─── Supplied records ───
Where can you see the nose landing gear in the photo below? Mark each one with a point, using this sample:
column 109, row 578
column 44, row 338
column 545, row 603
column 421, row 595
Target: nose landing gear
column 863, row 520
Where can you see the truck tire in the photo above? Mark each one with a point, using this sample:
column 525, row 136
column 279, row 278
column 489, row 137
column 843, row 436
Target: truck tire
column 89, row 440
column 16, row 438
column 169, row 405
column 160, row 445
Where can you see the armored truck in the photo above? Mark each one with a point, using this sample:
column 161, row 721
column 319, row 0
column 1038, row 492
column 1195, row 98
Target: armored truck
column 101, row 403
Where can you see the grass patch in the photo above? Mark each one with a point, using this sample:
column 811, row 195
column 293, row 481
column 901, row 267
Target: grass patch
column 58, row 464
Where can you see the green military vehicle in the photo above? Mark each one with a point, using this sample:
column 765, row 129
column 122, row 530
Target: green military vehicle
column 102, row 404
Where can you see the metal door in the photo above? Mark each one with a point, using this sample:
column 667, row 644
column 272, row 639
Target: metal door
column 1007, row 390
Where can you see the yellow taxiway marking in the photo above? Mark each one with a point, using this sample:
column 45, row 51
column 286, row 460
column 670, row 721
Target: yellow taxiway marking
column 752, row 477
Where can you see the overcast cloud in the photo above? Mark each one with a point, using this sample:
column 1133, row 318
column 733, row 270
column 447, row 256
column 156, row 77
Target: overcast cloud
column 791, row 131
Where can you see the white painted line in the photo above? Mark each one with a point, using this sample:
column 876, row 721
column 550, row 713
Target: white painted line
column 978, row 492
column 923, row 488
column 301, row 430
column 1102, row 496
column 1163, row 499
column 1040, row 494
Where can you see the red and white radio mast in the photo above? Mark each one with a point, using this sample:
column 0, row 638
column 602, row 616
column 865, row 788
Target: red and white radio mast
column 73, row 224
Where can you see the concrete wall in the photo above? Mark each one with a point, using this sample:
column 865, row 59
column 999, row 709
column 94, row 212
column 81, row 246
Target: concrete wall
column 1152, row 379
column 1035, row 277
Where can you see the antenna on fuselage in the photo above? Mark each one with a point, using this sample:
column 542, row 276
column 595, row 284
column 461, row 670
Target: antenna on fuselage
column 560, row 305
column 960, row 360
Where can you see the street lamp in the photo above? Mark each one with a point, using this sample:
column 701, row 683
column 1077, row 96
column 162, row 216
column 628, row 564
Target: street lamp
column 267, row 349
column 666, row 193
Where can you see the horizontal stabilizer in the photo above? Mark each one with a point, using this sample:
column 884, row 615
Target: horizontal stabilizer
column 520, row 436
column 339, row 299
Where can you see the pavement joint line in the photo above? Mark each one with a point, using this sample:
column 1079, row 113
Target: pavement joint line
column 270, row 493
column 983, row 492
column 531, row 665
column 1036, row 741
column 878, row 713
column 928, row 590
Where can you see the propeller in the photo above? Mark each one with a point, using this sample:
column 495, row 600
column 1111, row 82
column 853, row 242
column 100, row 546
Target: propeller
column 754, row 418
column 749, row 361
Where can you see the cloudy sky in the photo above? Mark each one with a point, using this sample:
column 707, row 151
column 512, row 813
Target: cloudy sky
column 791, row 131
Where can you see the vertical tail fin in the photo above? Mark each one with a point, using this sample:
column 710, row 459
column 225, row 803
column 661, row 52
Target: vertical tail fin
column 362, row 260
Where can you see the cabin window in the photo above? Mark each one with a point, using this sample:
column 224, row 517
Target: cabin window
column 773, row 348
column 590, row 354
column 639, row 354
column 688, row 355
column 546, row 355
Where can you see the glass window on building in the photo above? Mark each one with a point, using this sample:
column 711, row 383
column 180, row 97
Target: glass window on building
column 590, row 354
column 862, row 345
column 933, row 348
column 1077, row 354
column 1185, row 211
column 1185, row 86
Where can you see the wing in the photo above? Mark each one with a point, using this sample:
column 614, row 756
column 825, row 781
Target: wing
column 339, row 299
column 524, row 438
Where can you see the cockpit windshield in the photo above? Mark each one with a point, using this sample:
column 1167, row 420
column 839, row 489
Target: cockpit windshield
───
• _Written task_: Put every line of the listing above into a numbered list, leaving out any blank lines.

• _Answer to this exercise_:
1. Where can you see the nose landing gear in the photo below? Mark each one with a point, using this sample:
2. column 109, row 578
3. column 44, row 338
4. column 545, row 603
5. column 421, row 595
6. Target: nose landing gear
7. column 863, row 520
8. Where can you see the truck tire in the photo above? Mark each one with a point, using this sample:
9. column 525, row 136
10. column 279, row 278
11. column 489, row 137
12. column 843, row 436
13. Target: truck tire
14. column 89, row 440
15. column 16, row 438
16. column 169, row 405
17. column 160, row 445
18. Where can you see the armored truck in the photo above? Mark each one with a point, using this sample:
19. column 161, row 721
20. column 319, row 0
21. column 1038, row 492
22. column 1195, row 98
23. Target: armored truck
24. column 101, row 403
25. Where can you see the grass patch in the photo above? Mark each one with a point, using this sample:
26. column 811, row 195
27. column 293, row 481
28. column 901, row 267
29. Target: grass patch
30. column 58, row 464
31. Where can you see the green military vehicle in the photo above? Mark each one with a point, using this sample:
32. column 765, row 129
33. column 122, row 530
34. Target: green military vehicle
35. column 102, row 404
36. Where can you see the metal door in the photo above? Mark each one with a point, using this sample:
37. column 667, row 644
38. column 272, row 639
39. Target: metal door
40. column 1007, row 390
41. Where can you see the yellow taxiway marking in the photo above? Mark each one with a point, using this sample:
42. column 45, row 51
43. column 286, row 460
44. column 670, row 721
45. Target: yellow taxiway marking
46. column 752, row 477
47. Where can you see the overcast cloud in the photo above? Mark each one with a point, using this sample:
48. column 1133, row 318
49. column 733, row 270
50. column 447, row 256
51. column 156, row 77
52. Target: overcast cloud
53. column 791, row 131
54. Where can you see the white painted line in the photo above? Mark each one with a point, using this sample:
55. column 876, row 721
56. column 550, row 713
57. Target: white painted line
58. column 978, row 492
59. column 923, row 488
60. column 301, row 430
61. column 1102, row 496
62. column 1163, row 499
63. column 1040, row 494
64. Where can you see the red and white radio mast in the photo above? Mark each one with a point, using this sample:
65. column 0, row 638
66. column 602, row 616
67. column 865, row 788
68. Target: red and white radio mast
69. column 73, row 224
70. Where can you see the concrete wall in the photo above? Mark each one with a point, using this sample:
71. column 865, row 59
72. column 999, row 709
73. column 94, row 212
74. column 81, row 246
75. Target: concrete wall
76. column 1152, row 379
77. column 1035, row 277
78. Where can you see the antenna on fuselage in the photo above? Mark each one with a point, using this sample:
79. column 542, row 276
80. column 595, row 284
81. column 461, row 670
82. Target: antenna on fuselage
83. column 560, row 305
84. column 960, row 360
85. Where can you see the street lamp in the photo above? Mark each one with a point, using this sample:
86. column 701, row 683
87. column 1077, row 96
88. column 162, row 216
89. column 628, row 564
90. Target: street lamp
91. column 267, row 349
92. column 666, row 193
93. Where can you see the horizontal stabilizer in the photo above? Mark each one with a point, using this sample:
94. column 884, row 615
95. Target: horizontal stabilizer
96. column 520, row 436
97. column 339, row 299
98. Where can you see the pavement joint line in the photo above? Mark each one with a point, using this sample:
99. column 1079, row 113
100. Target: pavement joint line
101. column 270, row 493
102. column 983, row 492
103. column 531, row 665
104. column 1036, row 741
105. column 878, row 713
106. column 928, row 590
107. Where can you see the propeller in the photo above? Mark each one with a point, using this sample:
108. column 495, row 600
109. column 1111, row 82
110. column 853, row 242
111. column 100, row 546
112. Target: propeller
113. column 754, row 418
114. column 749, row 361
115. Where can you see the cloudy sky in the photo above? Mark each one with a point, using this sample:
116. column 707, row 151
117. column 512, row 813
118. Target: cloudy sky
119. column 791, row 131
120. Where can you see the vertical tail fin in the photo above? Mark each one with a point, using this sample:
121. column 710, row 459
122. column 225, row 803
123. column 661, row 52
124. Target: vertical tail fin
125. column 362, row 260
126. Where can you see the cabin window in the photo above? Mark each one with a point, using this sample:
127. column 224, row 517
128. Target: cabin window
129. column 773, row 348
130. column 590, row 354
131. column 639, row 354
132. column 688, row 355
133. column 546, row 355
134. Where can you see the glass window on building in the photo above? Mark each one with a point, using this sample:
135. column 711, row 383
136. column 180, row 97
137. Target: glass window on building
138. column 590, row 354
139. column 862, row 345
140. column 933, row 348
141. column 1077, row 354
142. column 1185, row 211
143. column 1185, row 86
144. Where can you see the wing in the photo above? Mark each one with a point, using this sample:
145. column 614, row 756
146. column 825, row 781
147. Target: wing
148. column 339, row 299
149. column 524, row 438
150. Where can you see the cockpit windshield in the photo above? Mark each one with a point, using this sample:
151. column 1167, row 420
152. column 839, row 489
153. Target: cockpit windshield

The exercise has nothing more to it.